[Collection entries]
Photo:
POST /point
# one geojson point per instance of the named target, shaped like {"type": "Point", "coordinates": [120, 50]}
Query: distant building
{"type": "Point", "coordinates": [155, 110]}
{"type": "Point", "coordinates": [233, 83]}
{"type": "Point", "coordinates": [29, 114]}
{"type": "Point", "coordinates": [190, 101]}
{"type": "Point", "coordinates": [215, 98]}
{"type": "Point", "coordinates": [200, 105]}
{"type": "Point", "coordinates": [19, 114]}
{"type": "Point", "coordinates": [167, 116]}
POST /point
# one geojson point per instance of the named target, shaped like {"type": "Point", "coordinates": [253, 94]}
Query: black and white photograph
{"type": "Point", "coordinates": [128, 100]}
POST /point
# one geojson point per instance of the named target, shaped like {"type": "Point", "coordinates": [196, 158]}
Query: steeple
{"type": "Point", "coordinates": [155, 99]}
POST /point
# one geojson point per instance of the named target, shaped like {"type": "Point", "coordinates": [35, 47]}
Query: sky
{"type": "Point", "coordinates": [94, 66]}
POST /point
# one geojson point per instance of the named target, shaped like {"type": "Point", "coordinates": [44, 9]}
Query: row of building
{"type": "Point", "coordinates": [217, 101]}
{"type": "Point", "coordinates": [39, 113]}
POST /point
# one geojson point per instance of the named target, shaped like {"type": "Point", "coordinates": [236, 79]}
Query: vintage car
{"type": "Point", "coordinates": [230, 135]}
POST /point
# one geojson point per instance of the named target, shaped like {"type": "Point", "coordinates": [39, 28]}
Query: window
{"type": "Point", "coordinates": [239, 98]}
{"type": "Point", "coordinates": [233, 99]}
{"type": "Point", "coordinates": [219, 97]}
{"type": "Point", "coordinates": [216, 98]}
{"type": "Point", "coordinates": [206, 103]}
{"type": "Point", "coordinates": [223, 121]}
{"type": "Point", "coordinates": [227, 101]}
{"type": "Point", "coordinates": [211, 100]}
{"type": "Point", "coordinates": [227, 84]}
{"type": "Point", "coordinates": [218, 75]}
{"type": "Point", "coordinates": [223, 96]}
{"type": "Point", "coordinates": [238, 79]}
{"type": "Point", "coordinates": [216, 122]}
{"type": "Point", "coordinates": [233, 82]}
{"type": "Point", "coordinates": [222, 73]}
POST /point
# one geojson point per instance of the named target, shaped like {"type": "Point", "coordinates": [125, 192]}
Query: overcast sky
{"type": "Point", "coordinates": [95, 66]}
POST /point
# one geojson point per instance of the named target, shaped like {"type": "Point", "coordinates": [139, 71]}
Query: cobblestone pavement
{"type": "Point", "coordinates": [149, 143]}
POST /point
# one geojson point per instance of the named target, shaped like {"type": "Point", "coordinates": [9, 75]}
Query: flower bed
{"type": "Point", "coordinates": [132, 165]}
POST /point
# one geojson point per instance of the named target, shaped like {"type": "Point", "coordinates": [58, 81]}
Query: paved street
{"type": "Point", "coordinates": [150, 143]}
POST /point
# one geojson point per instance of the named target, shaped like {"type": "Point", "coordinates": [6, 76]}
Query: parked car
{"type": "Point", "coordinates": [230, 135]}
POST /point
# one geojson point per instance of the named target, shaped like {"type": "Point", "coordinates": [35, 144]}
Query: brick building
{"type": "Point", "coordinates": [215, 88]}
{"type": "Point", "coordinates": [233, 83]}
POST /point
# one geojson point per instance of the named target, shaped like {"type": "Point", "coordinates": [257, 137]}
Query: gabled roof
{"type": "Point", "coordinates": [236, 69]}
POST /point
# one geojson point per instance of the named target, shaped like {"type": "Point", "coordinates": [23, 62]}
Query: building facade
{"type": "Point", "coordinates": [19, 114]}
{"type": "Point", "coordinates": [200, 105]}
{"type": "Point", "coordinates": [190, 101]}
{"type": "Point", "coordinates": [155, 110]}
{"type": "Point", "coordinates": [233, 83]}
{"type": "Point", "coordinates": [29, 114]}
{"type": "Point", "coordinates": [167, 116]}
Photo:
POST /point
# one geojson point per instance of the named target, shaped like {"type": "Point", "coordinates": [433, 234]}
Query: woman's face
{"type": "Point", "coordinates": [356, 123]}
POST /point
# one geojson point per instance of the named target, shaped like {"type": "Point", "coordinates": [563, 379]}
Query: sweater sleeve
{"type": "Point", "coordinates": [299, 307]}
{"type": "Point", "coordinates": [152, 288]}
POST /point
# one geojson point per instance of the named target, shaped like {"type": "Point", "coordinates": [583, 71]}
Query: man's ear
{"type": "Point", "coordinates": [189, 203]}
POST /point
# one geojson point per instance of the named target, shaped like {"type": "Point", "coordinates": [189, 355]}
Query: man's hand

[Exercise requirements]:
From the first line to the last, repeat the records exactly.

[Written solution]:
Photo:
POST /point
# one geojson point per instance of the named target, shaped like {"type": "Point", "coordinates": [120, 50]}
Query: distant building
{"type": "Point", "coordinates": [155, 110]}
{"type": "Point", "coordinates": [233, 83]}
{"type": "Point", "coordinates": [29, 114]}
{"type": "Point", "coordinates": [190, 101]}
{"type": "Point", "coordinates": [215, 98]}
{"type": "Point", "coordinates": [200, 105]}
{"type": "Point", "coordinates": [19, 114]}
{"type": "Point", "coordinates": [167, 116]}
POST /point
# one geojson point per instance of the named target, shaped like {"type": "Point", "coordinates": [253, 94]}
Query: black and white photograph
{"type": "Point", "coordinates": [128, 100]}
POST /point
# one geojson point per instance of the named target, shaped like {"type": "Point", "coordinates": [196, 158]}
Query: steeple
{"type": "Point", "coordinates": [155, 99]}
POST /point
# one geojson point per instance of the named target, shaped like {"type": "Point", "coordinates": [35, 47]}
Query: sky
{"type": "Point", "coordinates": [94, 66]}
POST /point
# one geojson point per instance of the named target, shaped like {"type": "Point", "coordinates": [44, 9]}
Query: row of building
{"type": "Point", "coordinates": [217, 101]}
{"type": "Point", "coordinates": [39, 113]}
POST /point
# one geojson point per instance of the named target, shaped like {"type": "Point", "coordinates": [236, 79]}
Query: vintage car
{"type": "Point", "coordinates": [230, 135]}
POST /point
# one geojson point per instance of the named target, shaped like {"type": "Point", "coordinates": [39, 28]}
Query: window
{"type": "Point", "coordinates": [239, 98]}
{"type": "Point", "coordinates": [233, 99]}
{"type": "Point", "coordinates": [219, 97]}
{"type": "Point", "coordinates": [216, 98]}
{"type": "Point", "coordinates": [206, 103]}
{"type": "Point", "coordinates": [223, 121]}
{"type": "Point", "coordinates": [227, 101]}
{"type": "Point", "coordinates": [211, 100]}
{"type": "Point", "coordinates": [227, 84]}
{"type": "Point", "coordinates": [218, 75]}
{"type": "Point", "coordinates": [223, 96]}
{"type": "Point", "coordinates": [238, 79]}
{"type": "Point", "coordinates": [216, 122]}
{"type": "Point", "coordinates": [233, 82]}
{"type": "Point", "coordinates": [222, 73]}
POST /point
# one geojson point per instance of the named target, shaped like {"type": "Point", "coordinates": [125, 192]}
Query: overcast sky
{"type": "Point", "coordinates": [95, 66]}
POST /point
# one geojson point per instance of the named target, shaped like {"type": "Point", "coordinates": [139, 71]}
Query: cobblestone pavement
{"type": "Point", "coordinates": [149, 143]}
POST /point
# one geojson point per instance of the named target, shaped like {"type": "Point", "coordinates": [9, 75]}
Query: flower bed
{"type": "Point", "coordinates": [132, 165]}
POST /point
# one geojson point per instance of the named target, shaped like {"type": "Point", "coordinates": [58, 81]}
Query: paved street
{"type": "Point", "coordinates": [150, 143]}
POST /point
# one geojson point per instance of the named target, shaped like {"type": "Point", "coordinates": [6, 76]}
Query: parked car
{"type": "Point", "coordinates": [230, 135]}
POST /point
# one geojson point per instance of the named target, shaped like {"type": "Point", "coordinates": [35, 144]}
Query: brick building
{"type": "Point", "coordinates": [215, 88]}
{"type": "Point", "coordinates": [233, 83]}
POST /point
# one geojson point per instance of the named target, shaped like {"type": "Point", "coordinates": [257, 137]}
Query: gabled roof
{"type": "Point", "coordinates": [236, 69]}
POST /point
# one geojson point per instance of the named target, shaped like {"type": "Point", "coordinates": [23, 62]}
Query: building facade
{"type": "Point", "coordinates": [19, 114]}
{"type": "Point", "coordinates": [200, 105]}
{"type": "Point", "coordinates": [190, 101]}
{"type": "Point", "coordinates": [155, 110]}
{"type": "Point", "coordinates": [233, 83]}
{"type": "Point", "coordinates": [29, 114]}
{"type": "Point", "coordinates": [167, 116]}
Photo:
POST /point
# one geojson point per instance of the named target, shaped like {"type": "Point", "coordinates": [433, 234]}
Query: woman's face
{"type": "Point", "coordinates": [356, 123]}
POST /point
# one geojson point per instance of the named target, shaped like {"type": "Point", "coordinates": [563, 379]}
Query: sweater sleeve
{"type": "Point", "coordinates": [299, 307]}
{"type": "Point", "coordinates": [152, 288]}
POST /point
# one geojson point per instance of the named target, shaped like {"type": "Point", "coordinates": [583, 71]}
Query: man's ear
{"type": "Point", "coordinates": [189, 203]}
POST /point
# one geojson point per instance of the named target, shaped like {"type": "Point", "coordinates": [189, 355]}
Query: man's hand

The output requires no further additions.